■ Exercises to complete:
[1] In the text on growth failure in preterm infants, over what period of life was growth failure linked to altered gut microbiota and metabolome?
[2] Extend the text on growth failure and gut microbiota in preterm infants, starting after its last sentence.

■ Extracted text:
Preterm infants are at a high risk of growth failure that may affect their long-term health outcomes. Different factors have been involved in the etiology of postnatal growth failure in preterm infants, but despite research efforts regarding clinical management, growth failure rates continue to increase.

Although differences in gut microbiota composition have been found in preterm infants compared with full-term infants, the extent to which postnatal growth failure affects gut microbiota and metabolic development in preterm infants remains elusive.

A new prospective cohort study, led by Dr. Patricia L. Ashley from the Department of Pediatrics at Duke University (USA), has found that growth failure in extremely preterm infants is associated with altered gut microbiota composition and metabolome during the first 9 weeks of life.

■ Information provided:
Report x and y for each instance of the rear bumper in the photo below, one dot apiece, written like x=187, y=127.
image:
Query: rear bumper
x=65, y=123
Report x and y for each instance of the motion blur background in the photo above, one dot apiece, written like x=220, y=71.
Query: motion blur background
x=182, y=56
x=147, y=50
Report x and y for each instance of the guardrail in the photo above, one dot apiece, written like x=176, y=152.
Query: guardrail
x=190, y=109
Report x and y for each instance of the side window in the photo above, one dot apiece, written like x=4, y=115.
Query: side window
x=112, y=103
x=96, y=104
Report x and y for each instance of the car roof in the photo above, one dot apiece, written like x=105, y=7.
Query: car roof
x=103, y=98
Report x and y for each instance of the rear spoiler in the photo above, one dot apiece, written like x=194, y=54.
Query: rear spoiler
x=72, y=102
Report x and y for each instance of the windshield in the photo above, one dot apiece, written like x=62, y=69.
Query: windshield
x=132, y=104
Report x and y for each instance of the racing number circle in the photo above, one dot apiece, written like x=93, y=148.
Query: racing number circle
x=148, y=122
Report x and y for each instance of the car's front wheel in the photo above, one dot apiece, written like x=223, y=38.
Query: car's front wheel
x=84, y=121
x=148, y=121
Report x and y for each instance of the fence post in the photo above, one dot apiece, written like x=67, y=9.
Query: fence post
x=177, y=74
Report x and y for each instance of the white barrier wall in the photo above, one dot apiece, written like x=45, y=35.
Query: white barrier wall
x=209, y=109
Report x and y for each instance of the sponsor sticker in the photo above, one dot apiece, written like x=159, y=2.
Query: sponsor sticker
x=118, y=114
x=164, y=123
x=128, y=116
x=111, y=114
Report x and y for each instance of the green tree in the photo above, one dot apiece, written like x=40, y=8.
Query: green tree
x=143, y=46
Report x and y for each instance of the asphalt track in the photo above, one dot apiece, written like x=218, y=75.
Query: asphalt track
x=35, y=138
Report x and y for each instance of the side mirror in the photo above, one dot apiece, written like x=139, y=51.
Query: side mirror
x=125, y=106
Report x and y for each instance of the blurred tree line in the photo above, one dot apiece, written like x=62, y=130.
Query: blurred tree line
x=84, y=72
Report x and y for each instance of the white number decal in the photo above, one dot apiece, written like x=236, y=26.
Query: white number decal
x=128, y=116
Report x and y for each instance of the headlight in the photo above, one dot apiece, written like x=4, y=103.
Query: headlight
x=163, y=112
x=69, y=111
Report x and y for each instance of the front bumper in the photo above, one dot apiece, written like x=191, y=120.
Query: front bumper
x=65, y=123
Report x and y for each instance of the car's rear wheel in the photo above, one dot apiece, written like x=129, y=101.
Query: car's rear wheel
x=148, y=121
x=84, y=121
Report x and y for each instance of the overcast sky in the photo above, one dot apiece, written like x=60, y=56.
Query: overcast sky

■ Written answers:
[1] The first 9 weeks of life.

[2]
Compared with preterm infants with appropriate growth (n=22), those with growth failure (n=36) showed disrupted maturation of the gut microbiota involving low diversity, a higher abundance of Staphylococcaceae, followed by persistent dominance of Enterobacteriaceae and a lack of strictly anaerobic bacteria.

Through a machine learning-based approach generated from fecal samples that computes a microbiota maturity index and a microbiota-for-age score, the authors found that preterm infants with growth failure showed a disrupted maturation of their gut microbiota compared with infants showing appropriate growth. These results could not be explained by the influence of birth gestational age and complications secondary to extreme prematurity, including late-onset sepsis, necrotizing enterocolitis, and spontaneous intestinal perforation.

Despite the fact that both groups had a similar caloric intake, preterm infants with growth failure also showed an altered serum metabolomic profile characterized by increased lipolysis and fatty acid oxidation, resembling fasting.

Specifically, the researchers reported an increase in short- and medium-chain acylcarnitines in the growth failure group, whereas infants with appropriate growth exhibited higher long-chain acylcarnitines. Furthermore, infants with growth failure had higher levels of fatty acid caused by oxidation, together with an increase in glycerol, which reflects increased lipolysis.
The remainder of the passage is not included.